Stated exercise:
Rewrite every one of the records below, swapping each occurrence of "each instance gets its own outline" for "every instance needs a separate outline" and changing nothing else. Leave the pictures out of your version.
++++++
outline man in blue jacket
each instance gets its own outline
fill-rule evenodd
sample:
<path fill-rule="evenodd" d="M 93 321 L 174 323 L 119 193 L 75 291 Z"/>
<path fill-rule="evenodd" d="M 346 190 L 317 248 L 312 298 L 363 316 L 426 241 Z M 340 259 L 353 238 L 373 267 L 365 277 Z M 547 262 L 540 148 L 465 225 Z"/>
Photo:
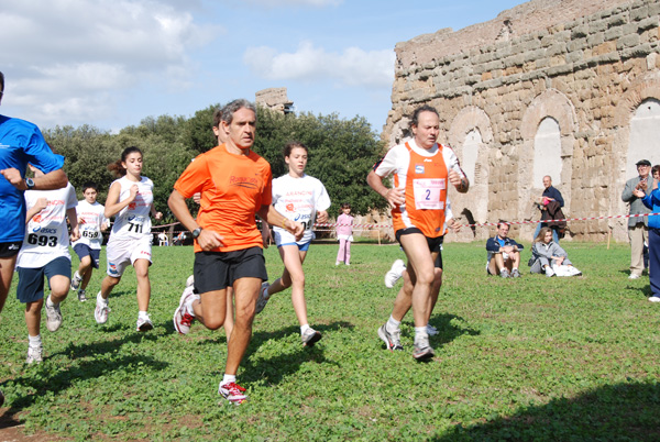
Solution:
<path fill-rule="evenodd" d="M 509 224 L 499 220 L 497 234 L 486 241 L 488 252 L 486 272 L 488 275 L 499 275 L 503 278 L 519 278 L 520 251 L 525 247 L 508 237 L 508 231 Z"/>
<path fill-rule="evenodd" d="M 557 189 L 557 187 L 552 186 L 552 177 L 550 175 L 546 175 L 543 177 L 543 192 L 541 194 L 537 202 L 538 208 L 541 210 L 541 212 L 546 210 L 547 201 L 557 201 L 559 202 L 560 208 L 562 208 L 564 205 L 564 200 L 561 196 L 561 192 L 559 191 L 559 189 Z M 541 219 L 543 219 L 542 214 Z M 534 236 L 531 239 L 532 241 L 536 240 L 537 235 L 539 234 L 539 231 L 541 230 L 541 228 L 544 226 L 548 226 L 548 224 L 544 222 L 539 222 L 537 224 L 537 228 L 534 231 Z M 559 234 L 557 233 L 557 228 L 552 228 L 552 241 L 559 244 Z"/>

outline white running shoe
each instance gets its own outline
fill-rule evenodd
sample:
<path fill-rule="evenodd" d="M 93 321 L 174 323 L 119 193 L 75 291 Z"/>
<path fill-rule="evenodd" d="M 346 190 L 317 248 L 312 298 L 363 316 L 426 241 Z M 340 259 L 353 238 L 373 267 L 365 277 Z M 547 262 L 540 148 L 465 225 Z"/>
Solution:
<path fill-rule="evenodd" d="M 268 303 L 268 287 L 270 284 L 267 281 L 262 283 L 262 288 L 258 290 L 258 298 L 256 298 L 256 307 L 254 308 L 254 314 L 258 314 L 262 312 L 266 303 Z"/>
<path fill-rule="evenodd" d="M 402 345 L 402 331 L 398 329 L 391 333 L 387 331 L 387 324 L 383 324 L 378 328 L 378 338 L 385 342 L 387 350 L 391 352 L 404 350 Z"/>
<path fill-rule="evenodd" d="M 237 383 L 220 384 L 218 387 L 218 394 L 222 395 L 224 399 L 229 400 L 233 405 L 241 405 L 248 400 L 248 396 L 243 393 L 245 388 L 241 387 Z"/>
<path fill-rule="evenodd" d="M 191 298 L 199 299 L 199 295 L 196 295 L 193 291 L 193 287 L 188 286 L 182 294 L 179 306 L 174 311 L 174 329 L 180 334 L 188 334 L 188 332 L 190 332 L 190 325 L 193 325 L 193 321 L 195 321 L 195 316 L 191 314 L 186 307 Z"/>
<path fill-rule="evenodd" d="M 399 280 L 402 276 L 404 276 L 405 269 L 406 264 L 402 259 L 396 259 L 394 264 L 392 264 L 392 268 L 389 268 L 389 272 L 385 274 L 385 287 L 394 287 L 396 281 Z"/>
<path fill-rule="evenodd" d="M 43 346 L 28 346 L 28 357 L 25 358 L 25 364 L 41 364 L 43 361 L 42 353 L 44 351 Z"/>
<path fill-rule="evenodd" d="M 101 292 L 99 291 L 99 295 Z M 110 313 L 110 307 L 108 307 L 108 301 L 99 301 L 99 297 L 97 296 L 97 307 L 94 310 L 94 319 L 96 319 L 97 323 L 105 324 L 108 322 L 108 314 Z"/>
<path fill-rule="evenodd" d="M 62 312 L 59 311 L 59 305 L 48 306 L 48 299 L 44 302 L 46 306 L 46 329 L 50 331 L 57 331 L 62 325 Z"/>
<path fill-rule="evenodd" d="M 302 345 L 310 347 L 314 346 L 314 344 L 316 344 L 317 342 L 319 342 L 321 338 L 321 333 L 314 330 L 312 328 L 307 329 L 305 333 L 300 335 L 300 339 L 302 340 Z"/>
<path fill-rule="evenodd" d="M 433 349 L 429 344 L 429 339 L 427 338 L 417 338 L 415 340 L 415 350 L 413 351 L 413 357 L 417 361 L 426 361 L 436 355 Z"/>
<path fill-rule="evenodd" d="M 138 318 L 135 328 L 138 331 L 150 331 L 153 330 L 154 324 L 147 314 L 146 317 Z"/>

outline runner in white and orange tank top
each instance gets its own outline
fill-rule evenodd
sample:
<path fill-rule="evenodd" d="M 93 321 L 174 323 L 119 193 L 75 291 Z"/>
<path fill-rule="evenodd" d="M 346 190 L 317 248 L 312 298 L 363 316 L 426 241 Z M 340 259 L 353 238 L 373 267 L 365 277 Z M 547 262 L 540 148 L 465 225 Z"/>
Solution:
<path fill-rule="evenodd" d="M 398 327 L 413 306 L 413 356 L 426 360 L 433 356 L 427 324 L 431 287 L 436 278 L 435 263 L 440 256 L 444 233 L 447 186 L 451 184 L 458 191 L 466 192 L 470 183 L 451 147 L 437 143 L 440 118 L 435 108 L 422 106 L 416 109 L 410 129 L 414 139 L 391 148 L 375 164 L 366 180 L 393 207 L 395 235 L 408 257 L 410 276 L 397 295 L 389 320 L 378 329 L 378 335 L 388 350 L 403 350 Z M 391 175 L 394 178 L 393 188 L 383 184 L 383 179 Z"/>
++++++
Solution to this task:
outline man in blue jacket
every instance needs a separate outline
fill-rule evenodd
sample:
<path fill-rule="evenodd" d="M 93 321 L 174 323 L 119 193 L 75 291 Z"/>
<path fill-rule="evenodd" d="M 346 190 L 317 248 L 312 298 L 363 316 L 426 241 Z M 340 259 L 353 238 L 373 267 L 365 277 Z M 547 262 L 540 148 L 465 225 Z"/>
Photo:
Solution:
<path fill-rule="evenodd" d="M 509 224 L 499 220 L 497 234 L 486 241 L 488 252 L 486 272 L 488 275 L 499 275 L 503 278 L 519 278 L 520 251 L 525 247 L 508 237 L 508 231 Z"/>
<path fill-rule="evenodd" d="M 557 189 L 557 187 L 552 186 L 552 177 L 550 175 L 546 175 L 543 177 L 543 192 L 541 194 L 537 202 L 538 208 L 541 210 L 541 212 L 546 210 L 547 201 L 557 201 L 559 202 L 560 208 L 562 208 L 564 205 L 564 200 L 561 196 L 561 192 L 559 191 L 559 189 Z M 541 219 L 543 219 L 542 214 Z M 534 236 L 531 239 L 532 241 L 536 240 L 537 235 L 539 234 L 539 231 L 541 230 L 541 228 L 544 226 L 548 226 L 548 224 L 544 222 L 539 222 L 537 224 L 537 228 L 534 231 Z M 559 234 L 557 233 L 557 228 L 552 228 L 552 241 L 559 244 Z"/>

outline white running shoe
every instance needs a separate outline
fill-rule evenodd
sample:
<path fill-rule="evenodd" d="M 93 321 L 174 323 L 119 193 L 75 291 Z"/>
<path fill-rule="evenodd" d="M 346 190 L 317 248 L 312 298 L 363 316 L 426 241 Z M 340 259 L 353 238 L 373 267 L 365 277 Z M 547 262 L 540 148 L 465 225 Z"/>
Solution:
<path fill-rule="evenodd" d="M 268 303 L 268 287 L 270 284 L 267 281 L 262 283 L 262 288 L 258 290 L 258 298 L 256 298 L 256 307 L 254 308 L 254 314 L 258 314 L 262 312 L 266 303 Z"/>
<path fill-rule="evenodd" d="M 402 345 L 402 331 L 398 329 L 391 333 L 387 331 L 387 324 L 383 324 L 378 328 L 378 338 L 385 342 L 387 350 L 391 352 L 404 350 Z"/>
<path fill-rule="evenodd" d="M 237 383 L 220 384 L 218 387 L 218 394 L 222 395 L 224 399 L 229 400 L 233 405 L 241 405 L 248 400 L 248 396 L 243 393 L 245 388 L 241 387 Z"/>
<path fill-rule="evenodd" d="M 191 298 L 199 299 L 199 295 L 196 295 L 193 291 L 193 287 L 188 286 L 182 294 L 179 306 L 174 311 L 174 329 L 180 334 L 188 334 L 188 332 L 190 332 L 190 325 L 193 325 L 193 321 L 195 321 L 195 316 L 191 314 L 186 307 Z"/>
<path fill-rule="evenodd" d="M 399 280 L 402 276 L 404 276 L 405 269 L 406 264 L 402 259 L 396 259 L 394 264 L 392 264 L 392 268 L 389 268 L 389 272 L 385 274 L 385 287 L 394 287 L 396 281 Z"/>
<path fill-rule="evenodd" d="M 43 346 L 28 346 L 28 357 L 25 358 L 25 364 L 41 364 L 43 361 L 42 353 L 44 351 Z"/>
<path fill-rule="evenodd" d="M 101 292 L 99 291 L 99 295 Z M 110 313 L 110 307 L 108 307 L 108 301 L 99 301 L 99 297 L 97 296 L 97 307 L 94 310 L 94 319 L 96 319 L 97 323 L 105 324 L 108 322 L 108 314 Z"/>
<path fill-rule="evenodd" d="M 62 312 L 59 311 L 59 305 L 48 306 L 48 299 L 44 302 L 46 306 L 46 329 L 50 331 L 57 331 L 62 325 Z"/>
<path fill-rule="evenodd" d="M 302 345 L 310 347 L 314 346 L 314 344 L 316 344 L 317 342 L 319 342 L 321 338 L 321 333 L 314 330 L 312 328 L 307 329 L 305 333 L 300 335 L 300 339 L 302 340 Z"/>
<path fill-rule="evenodd" d="M 433 349 L 429 344 L 429 339 L 427 338 L 417 338 L 415 340 L 415 350 L 413 351 L 413 357 L 417 361 L 426 361 L 436 355 Z"/>
<path fill-rule="evenodd" d="M 138 318 L 135 328 L 138 331 L 150 331 L 153 330 L 154 324 L 147 314 L 146 317 Z"/>

outline runner in white and orange tank top
every instance needs a separate outline
fill-rule evenodd
sample:
<path fill-rule="evenodd" d="M 93 321 L 174 323 L 119 193 L 75 291 Z"/>
<path fill-rule="evenodd" d="M 346 190 L 317 248 L 312 298 L 363 316 L 426 241 Z M 340 259 L 353 238 L 373 267 L 365 277 Z M 547 262 L 540 148 L 465 225 Z"/>
Solution:
<path fill-rule="evenodd" d="M 398 327 L 413 306 L 413 356 L 426 360 L 433 356 L 427 324 L 431 287 L 436 278 L 435 263 L 440 256 L 444 233 L 447 186 L 451 184 L 458 191 L 466 192 L 470 183 L 451 147 L 437 143 L 440 118 L 435 108 L 422 106 L 416 109 L 410 129 L 414 139 L 391 148 L 375 164 L 366 180 L 393 207 L 395 235 L 408 257 L 410 276 L 397 295 L 389 320 L 378 329 L 378 335 L 388 350 L 403 350 Z M 391 175 L 394 178 L 393 188 L 383 184 L 383 179 Z"/>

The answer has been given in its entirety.